### Your goal
Show each line in the material below that contains the word "striped".

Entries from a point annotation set
## begin

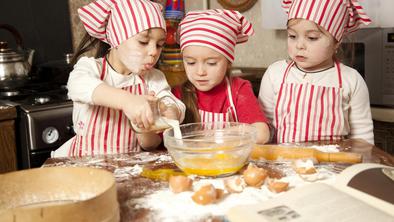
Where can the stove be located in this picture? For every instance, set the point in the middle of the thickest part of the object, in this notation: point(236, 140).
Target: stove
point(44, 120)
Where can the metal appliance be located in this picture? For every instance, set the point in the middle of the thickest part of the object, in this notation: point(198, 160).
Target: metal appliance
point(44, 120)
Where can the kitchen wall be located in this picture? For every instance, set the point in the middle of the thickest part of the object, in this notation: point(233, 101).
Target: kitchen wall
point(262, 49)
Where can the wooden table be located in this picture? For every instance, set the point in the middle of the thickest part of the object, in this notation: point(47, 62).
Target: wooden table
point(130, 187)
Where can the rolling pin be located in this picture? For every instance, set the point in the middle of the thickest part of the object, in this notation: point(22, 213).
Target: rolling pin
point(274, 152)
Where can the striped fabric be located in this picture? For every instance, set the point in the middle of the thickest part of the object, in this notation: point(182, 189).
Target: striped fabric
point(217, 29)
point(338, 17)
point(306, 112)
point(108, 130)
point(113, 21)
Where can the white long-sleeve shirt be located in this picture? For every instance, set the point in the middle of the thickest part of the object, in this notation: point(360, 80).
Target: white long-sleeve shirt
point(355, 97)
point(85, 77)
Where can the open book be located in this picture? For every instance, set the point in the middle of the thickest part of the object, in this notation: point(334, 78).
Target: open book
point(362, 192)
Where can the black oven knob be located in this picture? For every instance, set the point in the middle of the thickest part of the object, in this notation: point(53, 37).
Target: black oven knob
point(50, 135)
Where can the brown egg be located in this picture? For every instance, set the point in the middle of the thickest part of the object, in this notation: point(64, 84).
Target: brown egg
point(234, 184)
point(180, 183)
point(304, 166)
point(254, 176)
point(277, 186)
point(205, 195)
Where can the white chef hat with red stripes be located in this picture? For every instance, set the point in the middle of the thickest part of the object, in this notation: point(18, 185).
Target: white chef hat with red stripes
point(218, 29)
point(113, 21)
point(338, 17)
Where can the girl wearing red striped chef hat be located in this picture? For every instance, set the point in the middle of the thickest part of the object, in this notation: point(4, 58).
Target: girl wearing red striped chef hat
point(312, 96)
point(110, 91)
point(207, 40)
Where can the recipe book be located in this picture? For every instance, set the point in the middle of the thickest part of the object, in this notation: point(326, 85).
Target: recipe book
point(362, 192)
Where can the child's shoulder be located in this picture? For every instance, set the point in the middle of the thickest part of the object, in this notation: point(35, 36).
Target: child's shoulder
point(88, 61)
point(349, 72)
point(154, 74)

## end
## begin

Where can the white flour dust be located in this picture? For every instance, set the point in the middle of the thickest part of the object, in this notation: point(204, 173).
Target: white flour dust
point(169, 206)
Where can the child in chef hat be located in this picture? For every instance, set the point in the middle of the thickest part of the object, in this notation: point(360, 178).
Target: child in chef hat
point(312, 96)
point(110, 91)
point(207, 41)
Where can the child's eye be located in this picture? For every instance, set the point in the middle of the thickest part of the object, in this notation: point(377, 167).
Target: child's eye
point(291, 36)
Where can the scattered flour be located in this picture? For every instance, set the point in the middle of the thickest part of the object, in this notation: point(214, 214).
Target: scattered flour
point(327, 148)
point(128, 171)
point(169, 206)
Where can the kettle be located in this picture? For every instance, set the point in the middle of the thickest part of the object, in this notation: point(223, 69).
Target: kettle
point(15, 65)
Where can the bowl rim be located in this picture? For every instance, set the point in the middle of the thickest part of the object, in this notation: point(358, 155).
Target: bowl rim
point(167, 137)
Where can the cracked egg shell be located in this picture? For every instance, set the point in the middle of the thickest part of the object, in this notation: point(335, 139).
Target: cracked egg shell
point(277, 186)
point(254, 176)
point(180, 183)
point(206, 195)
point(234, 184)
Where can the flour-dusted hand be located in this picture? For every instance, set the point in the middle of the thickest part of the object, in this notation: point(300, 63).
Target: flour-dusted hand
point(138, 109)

## end

### Exercise output
Where can the striped fabric be located in this picture? For every instance, set the point in the middle of the thickest part of the object, in this notation: point(182, 189).
Target: striped fabric
Where can the girl wearing red striped chef hat be located in this picture? For every instance, set the point in the middle of the thickest part of the object, in this notation: point(4, 58).
Target: girl wearing red striped chef hat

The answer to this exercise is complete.